> _Work to be completed_:
Convert every line of the material below into a Markdown table with two columns, Row and Line, numbering the rows in order and leaving out blank lines.
━━ Data shown
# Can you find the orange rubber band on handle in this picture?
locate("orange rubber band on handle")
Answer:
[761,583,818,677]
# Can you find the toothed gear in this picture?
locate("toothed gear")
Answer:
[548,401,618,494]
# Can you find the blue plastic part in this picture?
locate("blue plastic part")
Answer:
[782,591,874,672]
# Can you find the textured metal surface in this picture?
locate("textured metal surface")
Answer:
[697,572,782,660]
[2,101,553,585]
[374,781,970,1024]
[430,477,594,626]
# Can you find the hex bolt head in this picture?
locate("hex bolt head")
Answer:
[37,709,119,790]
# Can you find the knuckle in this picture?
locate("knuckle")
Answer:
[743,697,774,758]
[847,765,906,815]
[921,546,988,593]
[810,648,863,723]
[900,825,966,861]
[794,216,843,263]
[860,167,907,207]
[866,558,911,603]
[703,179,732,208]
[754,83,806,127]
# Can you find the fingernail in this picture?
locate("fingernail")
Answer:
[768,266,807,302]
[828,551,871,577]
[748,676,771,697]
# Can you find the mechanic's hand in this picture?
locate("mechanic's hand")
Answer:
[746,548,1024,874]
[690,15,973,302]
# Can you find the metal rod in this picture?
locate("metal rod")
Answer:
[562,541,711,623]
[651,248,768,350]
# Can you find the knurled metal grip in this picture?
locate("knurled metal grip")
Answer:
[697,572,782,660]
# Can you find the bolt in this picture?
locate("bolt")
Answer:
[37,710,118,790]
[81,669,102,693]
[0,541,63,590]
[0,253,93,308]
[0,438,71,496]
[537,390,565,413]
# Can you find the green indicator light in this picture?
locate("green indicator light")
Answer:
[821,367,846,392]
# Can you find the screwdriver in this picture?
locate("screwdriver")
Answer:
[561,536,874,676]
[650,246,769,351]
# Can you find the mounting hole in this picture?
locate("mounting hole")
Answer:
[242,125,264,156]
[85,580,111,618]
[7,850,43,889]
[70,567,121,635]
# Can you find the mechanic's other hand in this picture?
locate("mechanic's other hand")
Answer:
━━━━
> _Reply_:
| Row | Line |
|---|---|
| 1 | # Can you find the orange rubber band on handle in this picture? |
| 2 | locate("orange rubber band on handle") |
| 3 | Answer: |
| 4 | [761,583,818,677] |
| 5 | # Can you find the toothed gear in this picture? |
| 6 | locate("toothed gear") |
| 7 | Answer: |
| 8 | [548,401,618,494] |
| 9 | # Can you find the blue plastic part in this picture? |
| 10 | locate("blue plastic part") |
| 11 | Answer: |
| 12 | [782,591,874,672] |
| 13 | # Can you find the textured metal surface in this picture? |
| 14 | locate("textured metal surface") |
| 15 | Answer: |
| 16 | [697,572,782,660] |
| 17 | [2,101,553,585] |
| 18 | [374,781,970,1024] |
| 19 | [430,477,594,626] |
| 20 | # Can you find the hex bolt head in this picture? |
| 21 | locate("hex bolt head") |
| 22 | Answer: |
| 23 | [37,709,119,790] |
| 24 | # Can you find the knuckle in this picture? |
| 25 | locate("knuckle") |
| 26 | Answer: |
| 27 | [743,697,774,758] |
| 28 | [847,765,906,815] |
| 29 | [921,546,988,593] |
| 30 | [810,648,863,723] |
| 31 | [900,825,966,861] |
| 32 | [794,216,843,263] |
| 33 | [860,167,907,207] |
| 34 | [866,558,911,603] |
| 35 | [703,179,732,208] |
| 36 | [754,83,806,127] |
| 37 | # Can you find the fingernail in this picture? |
| 38 | locate("fingernail") |
| 39 | Answer: |
| 40 | [768,266,807,302] |
| 41 | [828,551,871,577] |
| 42 | [748,676,771,697] |
| 43 | # Can you find the mechanic's hand in this picture? |
| 44 | locate("mechanic's hand") |
| 45 | Answer: |
| 46 | [746,548,1024,874] |
| 47 | [690,15,973,302] |
| 48 | # Can you find the metal rod in this picture? |
| 49 | locate("metal rod") |
| 50 | Answer: |
| 51 | [562,541,711,623] |
| 52 | [651,248,768,350] |
| 53 | # Can you find the knurled metal grip in this picture? |
| 54 | locate("knurled metal grip") |
| 55 | Answer: |
| 56 | [697,572,782,660] |
| 57 | # Can you find the bolt in this picture? |
| 58 | locate("bolt") |
| 59 | Answer: |
| 60 | [37,710,118,790] |
| 61 | [81,669,102,693] |
| 62 | [0,541,63,590] |
| 63 | [0,253,93,308] |
| 64 | [0,438,71,496] |
| 65 | [537,390,565,413] |
| 66 | # Can you find the green indicator light in this picture? |
| 67 | locate("green indicator light") |
| 68 | Answer: |
| 69 | [821,367,846,392] |
| 70 | # Can you find the screwdriver in this picture? |
| 71 | locate("screwdriver") |
| 72 | Answer: |
| 73 | [561,536,874,676] |
| 74 | [650,246,769,351] |
| 75 | # Can you find the mounting hole in this picture? |
| 76 | locate("mounting hole") |
| 77 | Answer: |
| 78 | [242,125,264,156] |
| 79 | [85,580,111,618] |
| 80 | [7,850,43,889] |
| 81 | [70,567,121,635] |
| 82 | # Can you find the mechanic's other hand in this picture? |
| 83 | locate("mechanic's other hand") |
| 84 | Answer: |